==== DATA FOR THIS EXERCISE

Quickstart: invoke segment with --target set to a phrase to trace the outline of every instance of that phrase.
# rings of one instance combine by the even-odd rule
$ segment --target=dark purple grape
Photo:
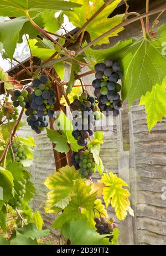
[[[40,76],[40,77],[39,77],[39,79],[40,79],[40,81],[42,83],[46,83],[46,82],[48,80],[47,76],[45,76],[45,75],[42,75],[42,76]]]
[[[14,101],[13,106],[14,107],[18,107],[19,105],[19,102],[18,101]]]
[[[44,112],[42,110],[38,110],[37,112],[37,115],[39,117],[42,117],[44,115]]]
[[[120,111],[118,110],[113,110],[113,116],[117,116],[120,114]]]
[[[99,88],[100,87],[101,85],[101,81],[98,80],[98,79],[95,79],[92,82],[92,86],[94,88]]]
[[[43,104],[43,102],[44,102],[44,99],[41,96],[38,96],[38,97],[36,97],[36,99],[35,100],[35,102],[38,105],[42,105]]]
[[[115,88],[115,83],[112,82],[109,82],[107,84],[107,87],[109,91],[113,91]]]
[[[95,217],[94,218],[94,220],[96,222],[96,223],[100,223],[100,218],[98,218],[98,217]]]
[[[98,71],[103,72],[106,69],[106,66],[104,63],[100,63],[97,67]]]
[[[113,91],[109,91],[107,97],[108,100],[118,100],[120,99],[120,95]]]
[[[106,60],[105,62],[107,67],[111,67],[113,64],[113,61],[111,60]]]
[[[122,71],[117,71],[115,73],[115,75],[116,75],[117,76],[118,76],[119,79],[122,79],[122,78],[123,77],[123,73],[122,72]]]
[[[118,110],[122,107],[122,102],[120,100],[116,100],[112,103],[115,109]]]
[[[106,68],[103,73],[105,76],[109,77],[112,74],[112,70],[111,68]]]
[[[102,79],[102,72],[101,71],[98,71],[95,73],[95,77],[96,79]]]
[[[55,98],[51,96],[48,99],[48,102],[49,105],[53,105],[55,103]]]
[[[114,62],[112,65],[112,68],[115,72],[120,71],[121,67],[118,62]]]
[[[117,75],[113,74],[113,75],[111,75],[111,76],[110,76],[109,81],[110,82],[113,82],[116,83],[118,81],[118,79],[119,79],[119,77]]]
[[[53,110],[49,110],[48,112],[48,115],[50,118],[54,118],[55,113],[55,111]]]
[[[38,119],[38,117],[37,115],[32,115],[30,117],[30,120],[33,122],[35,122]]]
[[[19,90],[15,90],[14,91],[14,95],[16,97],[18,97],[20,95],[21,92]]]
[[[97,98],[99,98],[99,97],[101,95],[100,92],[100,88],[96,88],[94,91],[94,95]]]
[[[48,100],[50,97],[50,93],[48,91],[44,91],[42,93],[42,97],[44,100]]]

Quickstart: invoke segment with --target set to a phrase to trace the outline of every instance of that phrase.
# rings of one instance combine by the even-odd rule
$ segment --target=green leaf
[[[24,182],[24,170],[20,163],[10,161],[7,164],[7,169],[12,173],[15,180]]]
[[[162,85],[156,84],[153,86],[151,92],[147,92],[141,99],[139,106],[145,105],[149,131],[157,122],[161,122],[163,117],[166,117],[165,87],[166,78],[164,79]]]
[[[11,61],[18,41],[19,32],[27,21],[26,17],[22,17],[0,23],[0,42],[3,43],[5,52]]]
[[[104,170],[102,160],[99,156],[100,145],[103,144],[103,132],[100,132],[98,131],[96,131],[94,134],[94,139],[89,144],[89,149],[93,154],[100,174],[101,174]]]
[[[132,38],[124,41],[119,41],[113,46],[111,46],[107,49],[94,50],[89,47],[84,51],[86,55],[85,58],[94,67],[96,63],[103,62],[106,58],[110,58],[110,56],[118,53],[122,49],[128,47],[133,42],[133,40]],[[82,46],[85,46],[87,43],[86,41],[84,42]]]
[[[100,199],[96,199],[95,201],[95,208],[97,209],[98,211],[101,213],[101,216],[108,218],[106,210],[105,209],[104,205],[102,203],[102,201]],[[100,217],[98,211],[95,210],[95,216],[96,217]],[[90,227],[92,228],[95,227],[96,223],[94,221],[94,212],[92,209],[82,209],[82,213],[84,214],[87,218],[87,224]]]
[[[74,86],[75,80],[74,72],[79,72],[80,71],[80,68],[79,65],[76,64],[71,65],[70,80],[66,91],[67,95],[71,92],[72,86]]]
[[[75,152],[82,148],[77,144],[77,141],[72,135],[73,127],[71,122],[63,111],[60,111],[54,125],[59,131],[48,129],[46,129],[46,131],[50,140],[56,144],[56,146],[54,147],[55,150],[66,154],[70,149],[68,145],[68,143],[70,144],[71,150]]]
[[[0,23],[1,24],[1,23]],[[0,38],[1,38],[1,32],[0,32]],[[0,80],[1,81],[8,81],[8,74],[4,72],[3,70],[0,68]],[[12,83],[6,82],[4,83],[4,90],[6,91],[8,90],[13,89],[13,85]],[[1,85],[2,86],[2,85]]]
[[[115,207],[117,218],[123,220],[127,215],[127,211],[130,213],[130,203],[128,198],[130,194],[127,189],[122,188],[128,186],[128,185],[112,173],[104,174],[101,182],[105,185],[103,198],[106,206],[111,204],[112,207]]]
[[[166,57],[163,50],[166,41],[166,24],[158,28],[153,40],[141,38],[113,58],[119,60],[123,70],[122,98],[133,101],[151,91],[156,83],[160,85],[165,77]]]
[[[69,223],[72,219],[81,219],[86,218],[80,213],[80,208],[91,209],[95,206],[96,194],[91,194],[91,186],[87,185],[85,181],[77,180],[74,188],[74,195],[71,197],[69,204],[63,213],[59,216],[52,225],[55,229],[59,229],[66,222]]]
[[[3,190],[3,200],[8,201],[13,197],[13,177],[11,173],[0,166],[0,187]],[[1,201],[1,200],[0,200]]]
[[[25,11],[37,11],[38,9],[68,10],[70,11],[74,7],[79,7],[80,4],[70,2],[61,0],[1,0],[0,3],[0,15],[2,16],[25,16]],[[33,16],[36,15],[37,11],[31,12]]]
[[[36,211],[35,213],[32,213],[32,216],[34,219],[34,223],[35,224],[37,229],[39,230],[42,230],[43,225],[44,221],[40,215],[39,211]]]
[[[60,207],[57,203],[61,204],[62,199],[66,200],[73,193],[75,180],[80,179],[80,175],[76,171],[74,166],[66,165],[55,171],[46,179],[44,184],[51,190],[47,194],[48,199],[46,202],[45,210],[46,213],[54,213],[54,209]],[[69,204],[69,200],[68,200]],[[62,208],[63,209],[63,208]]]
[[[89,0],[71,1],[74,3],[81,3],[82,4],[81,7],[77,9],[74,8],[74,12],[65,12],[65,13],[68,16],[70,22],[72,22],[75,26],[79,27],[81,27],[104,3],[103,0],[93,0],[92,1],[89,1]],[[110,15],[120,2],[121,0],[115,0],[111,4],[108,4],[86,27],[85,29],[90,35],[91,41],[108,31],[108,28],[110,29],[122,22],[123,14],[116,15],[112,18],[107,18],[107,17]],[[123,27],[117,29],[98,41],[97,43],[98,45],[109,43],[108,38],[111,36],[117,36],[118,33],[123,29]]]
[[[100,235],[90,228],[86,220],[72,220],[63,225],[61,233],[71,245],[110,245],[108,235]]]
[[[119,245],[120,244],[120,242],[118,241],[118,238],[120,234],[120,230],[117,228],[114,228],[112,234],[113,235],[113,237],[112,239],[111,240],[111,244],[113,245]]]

========

### OBJECTIVE
Gather every line of the rows above that contains the string "segment". List each of those lines in full.

### SOLUTION TO THE PROBLEM
Quickstart: invoke segment with --target set to a phrase to trace the outline of every instance of that phrase.
$ segment --target=dark purple grape
Quickstart: invoke segment with --target set to a phrase to trace the outline of every instance of that phrase.
$ segment --target=green leaf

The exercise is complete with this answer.